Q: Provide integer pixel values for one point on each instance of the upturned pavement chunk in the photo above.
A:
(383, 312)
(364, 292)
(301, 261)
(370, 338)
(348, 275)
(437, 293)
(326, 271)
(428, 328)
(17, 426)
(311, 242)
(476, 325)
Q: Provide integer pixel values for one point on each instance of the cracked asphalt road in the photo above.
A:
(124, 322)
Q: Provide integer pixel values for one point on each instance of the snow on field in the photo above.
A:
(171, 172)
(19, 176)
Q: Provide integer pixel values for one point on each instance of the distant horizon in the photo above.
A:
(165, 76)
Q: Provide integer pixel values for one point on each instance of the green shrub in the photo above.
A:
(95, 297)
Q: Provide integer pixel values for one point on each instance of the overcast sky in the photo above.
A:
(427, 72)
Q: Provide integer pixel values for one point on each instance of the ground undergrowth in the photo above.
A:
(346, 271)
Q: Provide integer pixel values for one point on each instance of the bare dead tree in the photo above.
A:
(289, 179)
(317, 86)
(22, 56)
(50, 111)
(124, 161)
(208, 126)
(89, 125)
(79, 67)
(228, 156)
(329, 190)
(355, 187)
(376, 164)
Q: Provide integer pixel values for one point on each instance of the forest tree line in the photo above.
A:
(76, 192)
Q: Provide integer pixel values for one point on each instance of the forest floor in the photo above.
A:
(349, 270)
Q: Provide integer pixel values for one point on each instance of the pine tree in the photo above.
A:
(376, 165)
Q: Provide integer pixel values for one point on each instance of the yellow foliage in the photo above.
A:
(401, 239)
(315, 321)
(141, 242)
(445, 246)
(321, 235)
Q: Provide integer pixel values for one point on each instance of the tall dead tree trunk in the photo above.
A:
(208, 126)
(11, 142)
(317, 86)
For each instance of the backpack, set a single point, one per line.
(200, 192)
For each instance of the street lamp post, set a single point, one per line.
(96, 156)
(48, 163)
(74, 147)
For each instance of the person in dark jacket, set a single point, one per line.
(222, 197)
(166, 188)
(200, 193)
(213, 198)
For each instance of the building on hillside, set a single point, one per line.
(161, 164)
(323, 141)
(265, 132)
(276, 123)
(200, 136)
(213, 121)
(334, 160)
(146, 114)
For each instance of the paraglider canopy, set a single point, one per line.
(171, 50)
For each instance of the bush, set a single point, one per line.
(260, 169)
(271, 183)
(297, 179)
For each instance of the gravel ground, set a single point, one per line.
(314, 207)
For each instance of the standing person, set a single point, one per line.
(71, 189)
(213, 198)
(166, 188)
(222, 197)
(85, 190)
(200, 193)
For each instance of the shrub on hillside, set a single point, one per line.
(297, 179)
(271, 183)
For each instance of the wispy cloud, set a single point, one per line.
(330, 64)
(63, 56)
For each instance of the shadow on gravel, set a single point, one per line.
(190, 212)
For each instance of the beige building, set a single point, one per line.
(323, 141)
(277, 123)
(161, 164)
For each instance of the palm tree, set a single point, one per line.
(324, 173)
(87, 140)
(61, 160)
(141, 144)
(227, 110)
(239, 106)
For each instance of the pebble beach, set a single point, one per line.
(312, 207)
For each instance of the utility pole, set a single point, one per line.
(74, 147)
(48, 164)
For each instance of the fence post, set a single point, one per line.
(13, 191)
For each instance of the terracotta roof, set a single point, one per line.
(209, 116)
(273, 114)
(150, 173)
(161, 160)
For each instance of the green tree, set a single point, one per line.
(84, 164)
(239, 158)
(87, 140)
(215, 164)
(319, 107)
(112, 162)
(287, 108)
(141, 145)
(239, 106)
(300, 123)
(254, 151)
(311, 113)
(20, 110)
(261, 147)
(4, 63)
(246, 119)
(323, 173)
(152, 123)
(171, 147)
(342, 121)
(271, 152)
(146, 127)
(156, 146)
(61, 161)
============
## EXERCISE
Working from the listing above, give it again word for word.

## TASK OUTPUT
Q: Provide integer pixel values for one point on each instance of the upturned pavement chunk in the photo above.
A:
(383, 312)
(364, 292)
(301, 261)
(370, 338)
(348, 275)
(437, 293)
(326, 271)
(428, 328)
(17, 426)
(311, 242)
(476, 325)
Q: Provide integer pixel values for one point on each instance of the cracked asphalt road in the photo above.
A:
(124, 322)
Q: Provide integer pixel values for one point on each instance of the snow on field in the photo above.
A:
(171, 172)
(19, 176)
Q: Provide integer pixel values for one point on each instance of the distant horizon in the photo above.
A:
(165, 76)
Q: Provide integer pixel values for one point on each instance of the green shrub in the photo above.
A:
(95, 297)
Q: Provide integer pixel values for one point on each instance of the overcast sky in the photo above.
A:
(427, 72)
Q: Provide integer pixel values for one point on each instance of the ground undergrowth in the photo above.
A:
(346, 271)
Q: Provide integer pixel values for one point on each instance of the bare dead tree in the photo above.
A:
(289, 179)
(317, 86)
(22, 56)
(50, 111)
(124, 161)
(208, 126)
(89, 125)
(79, 67)
(228, 156)
(329, 190)
(355, 187)
(376, 164)
Q: Provide integer pixel values for one point on each instance of the forest tree line in the photo above.
A:
(76, 192)
Q: Provide integer pixel values for one point on each instance of the forest floor in the photo above.
A:
(349, 270)
Q: Provide integer pixel values for one point on each instance of the pine tree in the photo above.
A:
(376, 165)
Q: Provide integer pixel values for one point on each instance of the yellow foliage in the photo above.
A:
(401, 239)
(315, 321)
(141, 242)
(445, 246)
(321, 235)
Q: Provide integer pixel values for one point on each instance of the tall dead tree trunk in the photo above.
A:
(208, 126)
(11, 142)
(317, 86)
For each instance of the backpack, set a single point, one per line.
(200, 192)
For each instance of the street lamp post, set a single point, one per line.
(96, 156)
(48, 163)
(74, 147)
For each instance of the person in dark jacket, set a single point, one per line.
(222, 197)
(166, 188)
(200, 193)
(213, 198)
For each instance of the building on hillside, set a single point, one per line.
(161, 164)
(323, 141)
(265, 132)
(276, 123)
(200, 136)
(213, 121)
(334, 160)
(146, 114)
For each instance of the paraglider canopy, set a single point, one per line.
(171, 50)
For each instance of the bush, set a single point, one per line.
(260, 169)
(271, 183)
(297, 179)
For each instance of the gravel ground, set a single point, one per line.
(314, 207)
For each instance of the standing person, set a single point, one per line.
(71, 189)
(213, 198)
(166, 188)
(222, 197)
(85, 190)
(200, 193)
For each instance of the shrub on hillside, set a single point, one per line.
(297, 179)
(271, 183)
For each instance of the wispy cloud, set a single point, one per line.
(330, 64)
(63, 56)
For each instance of the shadow on gravel, set a single point, one per line.
(190, 212)
For each instance of the beige building, set a single point, one per line.
(323, 141)
(277, 123)
(161, 164)
For each instance of the palm tree, set a single point, one per line.
(324, 173)
(87, 140)
(61, 160)
(141, 144)
(227, 110)
(239, 106)
For each instance of the pebble beach, set a single point, one per line.
(312, 207)
For each instance of the utility pole, set a single point, one per line.
(74, 147)
(48, 164)
For each instance of the fence post, set a single point, one per line.
(13, 191)
For each instance of the terracotta roof, set a single point, one per line.
(209, 116)
(273, 114)
(150, 173)
(161, 160)
For each instance of the green tree, set a single point, one per line.
(84, 164)
(239, 158)
(87, 140)
(215, 164)
(319, 107)
(112, 162)
(287, 108)
(141, 145)
(239, 106)
(300, 123)
(254, 151)
(311, 113)
(20, 110)
(261, 147)
(4, 63)
(246, 119)
(323, 173)
(152, 123)
(171, 147)
(342, 121)
(271, 152)
(146, 127)
(156, 146)
(61, 161)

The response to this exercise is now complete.